**EXERCISE DETAILS:** Render these lines as a numbered list, skipping any blank lines. Leave the pictures out of your answer.

A run of lines
■ ■ ■

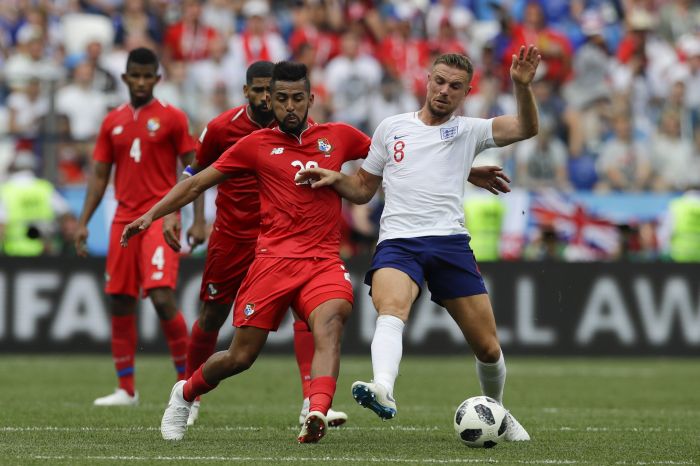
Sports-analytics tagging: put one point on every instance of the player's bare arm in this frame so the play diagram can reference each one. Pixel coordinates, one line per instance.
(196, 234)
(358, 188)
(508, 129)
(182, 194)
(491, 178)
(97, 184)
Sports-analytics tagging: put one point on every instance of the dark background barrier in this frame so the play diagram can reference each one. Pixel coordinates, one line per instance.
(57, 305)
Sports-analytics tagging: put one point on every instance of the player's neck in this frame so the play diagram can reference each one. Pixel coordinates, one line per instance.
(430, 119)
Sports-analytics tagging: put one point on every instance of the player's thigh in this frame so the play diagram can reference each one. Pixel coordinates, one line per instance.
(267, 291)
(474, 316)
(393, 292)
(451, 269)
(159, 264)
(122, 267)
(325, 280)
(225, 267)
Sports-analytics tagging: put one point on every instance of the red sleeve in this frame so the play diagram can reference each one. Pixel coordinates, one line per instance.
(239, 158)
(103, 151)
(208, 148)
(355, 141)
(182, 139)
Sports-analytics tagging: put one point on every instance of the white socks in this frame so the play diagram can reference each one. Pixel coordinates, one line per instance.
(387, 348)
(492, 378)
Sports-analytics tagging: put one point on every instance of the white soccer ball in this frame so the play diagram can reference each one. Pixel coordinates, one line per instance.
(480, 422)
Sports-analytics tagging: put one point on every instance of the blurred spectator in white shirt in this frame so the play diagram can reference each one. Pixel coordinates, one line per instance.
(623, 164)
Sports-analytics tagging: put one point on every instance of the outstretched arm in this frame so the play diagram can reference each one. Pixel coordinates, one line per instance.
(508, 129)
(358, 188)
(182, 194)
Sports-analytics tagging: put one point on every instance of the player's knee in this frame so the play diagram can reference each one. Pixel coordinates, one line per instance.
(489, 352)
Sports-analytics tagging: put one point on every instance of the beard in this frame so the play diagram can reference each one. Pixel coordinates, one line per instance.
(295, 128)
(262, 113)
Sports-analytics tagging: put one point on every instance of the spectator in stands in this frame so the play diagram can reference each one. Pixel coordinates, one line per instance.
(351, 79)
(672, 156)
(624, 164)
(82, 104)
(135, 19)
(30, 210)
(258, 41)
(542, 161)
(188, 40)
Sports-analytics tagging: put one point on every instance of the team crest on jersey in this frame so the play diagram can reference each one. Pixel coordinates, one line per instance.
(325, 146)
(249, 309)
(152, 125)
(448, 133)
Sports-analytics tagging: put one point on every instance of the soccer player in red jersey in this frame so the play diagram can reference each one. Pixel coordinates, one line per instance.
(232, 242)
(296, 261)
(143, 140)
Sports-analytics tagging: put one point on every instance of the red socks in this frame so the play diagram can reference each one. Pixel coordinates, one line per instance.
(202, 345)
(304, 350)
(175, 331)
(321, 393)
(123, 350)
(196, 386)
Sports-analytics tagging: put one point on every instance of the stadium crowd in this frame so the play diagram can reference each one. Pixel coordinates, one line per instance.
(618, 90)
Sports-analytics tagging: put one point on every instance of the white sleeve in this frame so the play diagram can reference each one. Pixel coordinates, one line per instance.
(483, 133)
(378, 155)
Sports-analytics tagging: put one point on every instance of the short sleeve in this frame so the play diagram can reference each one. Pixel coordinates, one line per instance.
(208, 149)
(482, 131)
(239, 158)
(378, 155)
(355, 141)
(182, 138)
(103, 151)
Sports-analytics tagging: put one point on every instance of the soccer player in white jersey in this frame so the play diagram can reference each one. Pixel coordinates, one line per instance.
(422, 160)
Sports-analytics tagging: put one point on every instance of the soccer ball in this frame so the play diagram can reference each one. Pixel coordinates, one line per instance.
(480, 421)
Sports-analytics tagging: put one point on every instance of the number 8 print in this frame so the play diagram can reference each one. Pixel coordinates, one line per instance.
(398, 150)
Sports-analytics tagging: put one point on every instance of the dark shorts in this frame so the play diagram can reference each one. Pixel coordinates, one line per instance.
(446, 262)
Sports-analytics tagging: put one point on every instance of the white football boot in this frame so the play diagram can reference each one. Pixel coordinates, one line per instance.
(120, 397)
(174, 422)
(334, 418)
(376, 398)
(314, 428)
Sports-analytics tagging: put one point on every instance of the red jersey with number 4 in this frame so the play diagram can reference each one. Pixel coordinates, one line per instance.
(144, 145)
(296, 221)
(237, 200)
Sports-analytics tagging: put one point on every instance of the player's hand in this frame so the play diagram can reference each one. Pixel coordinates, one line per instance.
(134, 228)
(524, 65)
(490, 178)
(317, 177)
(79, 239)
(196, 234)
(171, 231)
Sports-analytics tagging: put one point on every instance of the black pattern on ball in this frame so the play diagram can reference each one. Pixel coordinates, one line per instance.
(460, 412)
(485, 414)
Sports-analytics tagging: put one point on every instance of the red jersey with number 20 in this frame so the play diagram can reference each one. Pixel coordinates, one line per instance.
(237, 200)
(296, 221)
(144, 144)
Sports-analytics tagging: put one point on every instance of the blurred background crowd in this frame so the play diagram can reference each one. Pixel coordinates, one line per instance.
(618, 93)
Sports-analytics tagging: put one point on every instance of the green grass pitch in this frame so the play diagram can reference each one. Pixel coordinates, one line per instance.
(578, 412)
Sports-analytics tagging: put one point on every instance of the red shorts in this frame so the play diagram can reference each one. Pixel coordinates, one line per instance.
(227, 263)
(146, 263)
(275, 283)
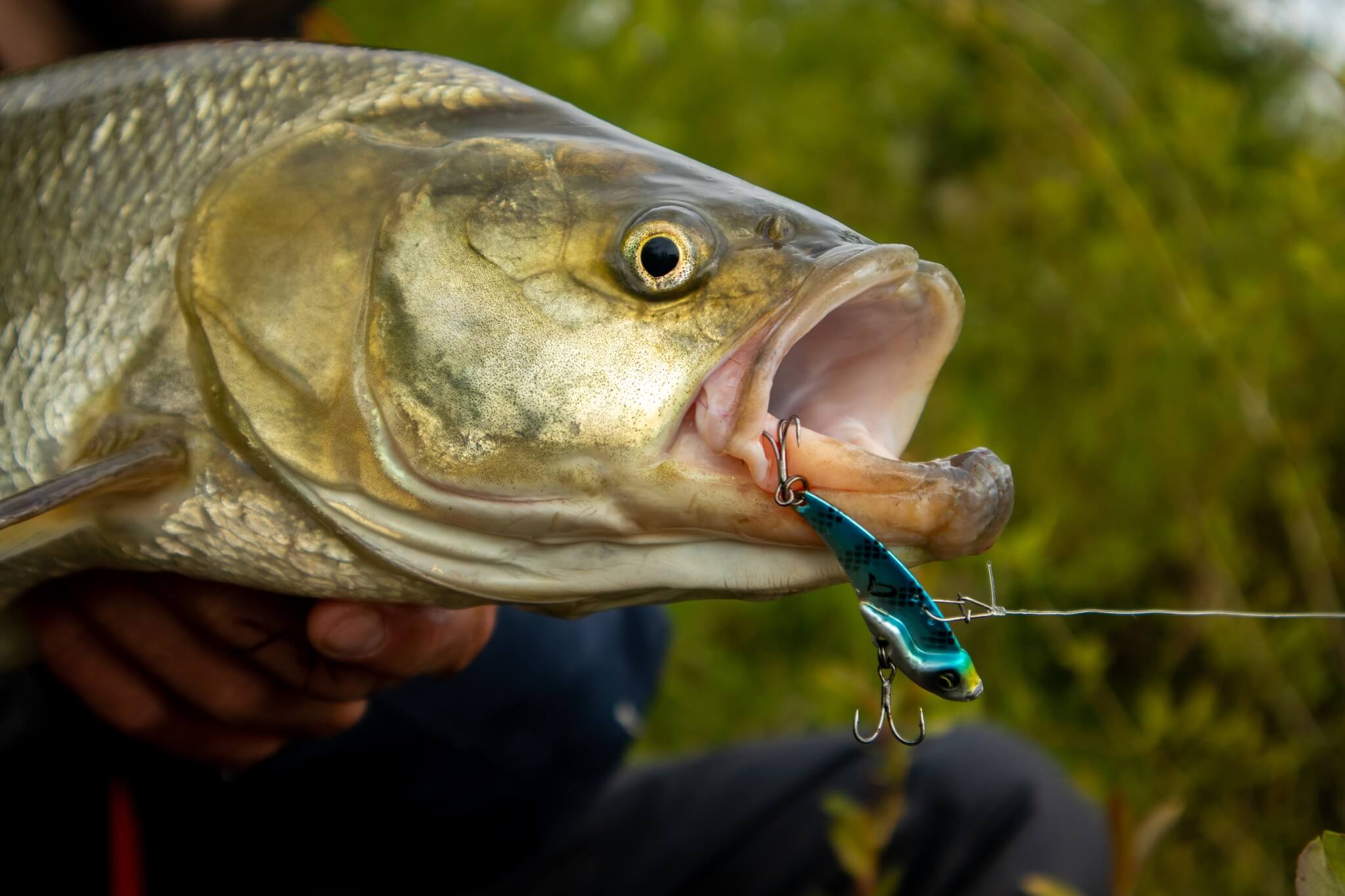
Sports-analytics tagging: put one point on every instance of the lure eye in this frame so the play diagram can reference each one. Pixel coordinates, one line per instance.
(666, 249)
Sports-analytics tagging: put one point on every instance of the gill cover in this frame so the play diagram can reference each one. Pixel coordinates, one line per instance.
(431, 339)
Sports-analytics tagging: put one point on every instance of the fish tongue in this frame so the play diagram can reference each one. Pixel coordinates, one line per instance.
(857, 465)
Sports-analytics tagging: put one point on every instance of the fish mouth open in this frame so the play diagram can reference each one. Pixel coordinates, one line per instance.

■ ■ ■

**RESULT FOR THIS EXERCISE:**
1. Sports-analytics tagging: put one point on every instance of the player's bare arm in this frame so the play diagram can reference each one. Pixel coordinates, one line per instance.
2. (196, 234)
3. (358, 188)
4. (508, 129)
5. (182, 194)
6. (491, 178)
7. (97, 184)
8. Sports-analytics tagging: put one point on every instance of the dark background barrier in this frame so the play diagram can reference each one. Pixel coordinates, one line per instance.
9. (57, 305)
10. Sports-analytics tagging: put one point on every instance of the player's neck in this frame so the play diagram can reference each one. Pixel coordinates, one line per instance.
11. (430, 119)
12. Sports-analytics tagging: put one point on every instance of the player's thigh in this frame so the play diagram can reference each one. Pixel coordinates, one line per instance.
13. (267, 291)
14. (474, 316)
15. (393, 292)
16. (451, 269)
17. (159, 264)
18. (122, 267)
19. (325, 280)
20. (225, 267)
21. Sports-analytics tagging: put one point on every instance of the red sleeve in this frame so the play diagram can reference each one. Pixel coordinates, one line per instance.
22. (239, 158)
23. (103, 151)
24. (208, 148)
25. (355, 141)
26. (182, 139)
27. Sports-analytics tagging: put one point on every instance of the white socks in this frame so the play diagram can reference each one. Pixel coordinates, one line per instance.
28. (387, 348)
29. (492, 378)
30. Sports-analytics tagging: put one point on every instance of the white soccer ball in this frame so the play diagram can reference each one. Pixel coordinates, one line per instance.
31. (480, 422)
32. Sports-analytics tagging: put one point on every instance of the blurred spectator in white shirt in this frame so the play diagram can reference each one. Pixel coordinates, one line per instance.
33. (623, 164)
34. Sports-analytics tagging: put one point on every instance of the outstretched arm in this frame so the play diagram can reference each one. Pixel coordinates, one line per instance.
35. (508, 129)
36. (358, 188)
37. (182, 194)
38. Sports-analytics tagging: put one point on every instance of the player's knee in this frame so the play diagram can reference each one. Pixel coordinates, one line per instance.
39. (489, 352)
40. Sports-analytics tagging: put one point on every instance of the beard in this frame so the play diagram can reference each one. Pixel coordinates, one line per instance.
41. (295, 128)
42. (262, 113)
43. Sports-analytics tagging: put one point on every instance of the spectator in stands in this frame so the play diagram can reference each one. Pixel coordinates, one line per instance.
44. (351, 79)
45. (672, 156)
46. (624, 164)
47. (82, 104)
48. (135, 19)
49. (30, 210)
50. (258, 41)
51. (542, 161)
52. (188, 40)
53. Sports-analytics tagging: put one point on every instance of the team crest on jersey in this frame so the play diagram can reference each one. Pixel coordinates, one line per instance.
54. (325, 146)
55. (249, 309)
56. (152, 125)
57. (448, 133)
58. Sports-analytics tagging: put one point on every instance of the soccer player in red jersey in this frame so the play diagram can reference each one. Pixel coordinates, one line per instance.
59. (232, 242)
60. (296, 261)
61. (143, 140)
62. Sports-analytics tagging: put one point on every instance of the red socks in this frame so the play diagram can reference each one. Pixel coordinates, one line per instance.
63. (202, 345)
64. (304, 350)
65. (175, 331)
66. (321, 393)
67. (123, 350)
68. (196, 386)
69. Sports-analytics tagging: put one point on every instance of the stadium crowd in this frame so the play diagram can reference each one. Pixel coordinates, one line per instance.
70. (618, 90)
71. Sports-analytics tagging: put one point on every instance of the white sleeve in this frame so the play diagram can reference each one. Pixel coordinates, one line per instance.
72. (483, 133)
73. (378, 155)
74. Sports-analytics tagging: put one point on every instance of the short sleeve in this frame so the play diagram can reference each one. Pixel coordinates, one line per instance.
75. (208, 149)
76. (482, 131)
77. (239, 158)
78. (378, 155)
79. (355, 141)
80. (182, 138)
81. (103, 151)
82. Sports-analytics tagging: put one point on every instance of the soccer player in white jersey in this frame so the play diagram can reference each one. Pixel coordinates, one line per instance.
83. (422, 160)
84. Sports-analytics tagging: put one point on every instance of the soccer ball in this frame so the play diagram can reference each one. Pixel coordinates, one line per instance.
85. (480, 421)
86. Sports-analytics tagging: put one point on every instance of the number 8 print in this frame so the play diagram can reference each one. Pixel coordinates, one line per instance.
87. (398, 150)
88. Sports-analytics tagging: put one point on every instance of the dark shorts in this frame so the play diagram can reference each one. Pixel coordinates, one line per instance.
89. (446, 262)
90. Sports-analytics tagging: put one point on every instance of the white football boot in this frame so the play diagram can reference each one. Pixel coordinates, one line per instance.
91. (120, 397)
92. (174, 422)
93. (334, 418)
94. (376, 398)
95. (314, 428)
96. Sports-analytics tagging: put one point on every instance of the red jersey with number 4 in this frame so the play diagram can reference each one. Pixel coordinates, one line per instance.
97. (144, 145)
98. (296, 221)
99. (237, 200)
100. Sports-analytics tagging: put one point on every instance of the player's hand in this frame so the play diagram can reference each one. Pixel coordinates, one line per instance.
101. (134, 228)
102. (524, 65)
103. (490, 178)
104. (317, 177)
105. (79, 239)
106. (196, 234)
107. (171, 231)
108. Sports-analytics tagging: put one point on every instance of the black pattern on ball in this frame so the play diagram can reference each one. Pixel coordinates, one line per instance.
109. (460, 412)
110. (485, 414)
111. Sports-analytics tagging: put one point on every instance of the red jersey with number 20 in this frame so the play diagram can reference each one. Pixel coordinates, one line per instance.
112. (237, 200)
113. (296, 221)
114. (144, 144)
115. Sports-analytics tagging: put one point on every instance of the blurred background crowd in this frame so the play diagram can reference each one. Pixel coordinates, one line per instance.
116. (618, 93)
117. Sports-analytics tagging: put one point on every instance of the green grass pitch in this frame so the play diagram can reference each one. Pixel coordinates, one line per instance.
118. (578, 412)
119. Sports-analytics tagging: put one point on every instance of the red shorts in this frame so the play diagram can reference each one. Pixel coordinates, one line per instance.
120. (227, 263)
121. (146, 263)
122. (275, 283)
123. Sports-analytics tagging: put one point on every instance of the lure eye in this frame so the play diagram can reference each one. Pixel coordinates, one line per instance.
124. (666, 249)
125. Sports-analytics tagging: put one point on every instance of the gill cover in this frame so the play diagram can reference each one. Pixel coordinates, one line per instance.
126. (431, 339)
127. Sports-analytics tagging: put one point on every instance of the fish tongue in this frame so the play diagram can reference each one. Pixel coordinates, one line per instance.
128. (857, 465)
129. Sports-analytics tagging: put one point on every instance of the fish mouth open in this frame so the play diagram can reference each one. Pixel coordinates, one line per instance.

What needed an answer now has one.